> **EXCERPTED TEXT**
____________

An article this morning in the Star-Advertiser about Koshik, the 22-year old TALKING Asian elephant from South Korea, spurred me to devote my posting today about animals that speak like humans.  If, what I saw and heard is accurate, and I have no reason to suspect anything fishy, for an international team of specialist yesterday confirmed this ability, Koshik's voice is remarkably that of Korean male.  He places his trunk into his mouth to modulate sound.  Amazing and almost eerie.

We are familiar, of course, with Koko (short for Hanabiko, Japanese for July 4, her birthdate), the 41-year old lowland gorilla, who can communicate with sign language. Koko is the one in the middle.  She knows up to 2,000 English words and for 21 years now has lived in Woodside, California, at the Gorilla Foundation, with Ndume, a Silverback 10 years younger, who she picked from videos.  They are supposed to move to Maui "soon," for odds hopefully will improve in a tropical environment.  Her wish is to have a baby.  However, gorillas don't talk like us.

Chimps are said to be the smartest animal, and they do sign language.  But do they speak?  Yes, but not much.  The bonobo (to the left) is a particularly interesting ape.  They can  respond to us.  A case has been made for the second smartest, the dolphin.  Like apes and most other animals, they have their own language, and it is suspected that they talk to whales.

We've all heard of talking parrots.  Alex, the African Grey Parrot, could not only talk sensibly, but also read and spell.  He was bought in a pet shop by animal psychologist Irene Pepperberg, then at the University of Arizona, when he was one year old.  Alex is an acronym of Avian Language EXperiment, and later, Avian Learning EXperiment.  He died in 2007 at the age of 31.  Pepperberg proved that birds had sufficient brainpower to reason and use words creatively.

____________

> **STORED RECORDS**
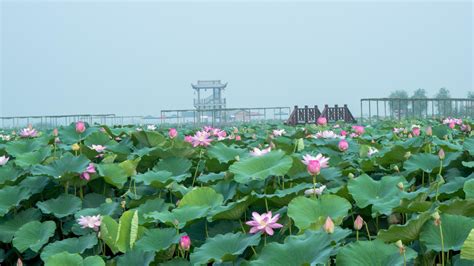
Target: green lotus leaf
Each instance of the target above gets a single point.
(71, 245)
(66, 258)
(224, 154)
(32, 158)
(9, 225)
(33, 235)
(202, 196)
(383, 195)
(311, 213)
(176, 165)
(455, 229)
(373, 253)
(62, 206)
(66, 164)
(158, 239)
(259, 168)
(11, 196)
(407, 233)
(467, 250)
(310, 248)
(223, 248)
(422, 161)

____________

> **WRITTEN INSTRUCTION A**
Answer these from the text about talking animals:
(i) What does Koshik do to modulate sound?
(ii) Up to how many English words does Koko know?
(iii) What does the name Alex stand for?
> **WRITTEN INSTRUCTION B**
Set out every line of the entry above as a numbered list, leaving out the picture and any blank lines.

> **FINISHED ANSWER A**
(i) He places his trunk into his mouth.
(ii) Up to 2,000.
(iii) Avian Language EXperiment, and later Avian Learning EXperiment.

> **FINISHED ANSWER B**
1. Target: green lotus leaf
2. Each instance of the target above gets a single point.
3. (71, 245)
4. (66, 258)
5. (224, 154)
6. (32, 158)
7. (9, 225)
8. (33, 235)
9. (202, 196)
10. (383, 195)
11. (311, 213)
12. (176, 165)
13. (455, 229)
14. (373, 253)
15. (62, 206)
16. (66, 164)
17. (158, 239)
18. (259, 168)
19. (11, 196)
20. (407, 233)
21. (467, 250)
22. (310, 248)
23. (223, 248)
24. (422, 161)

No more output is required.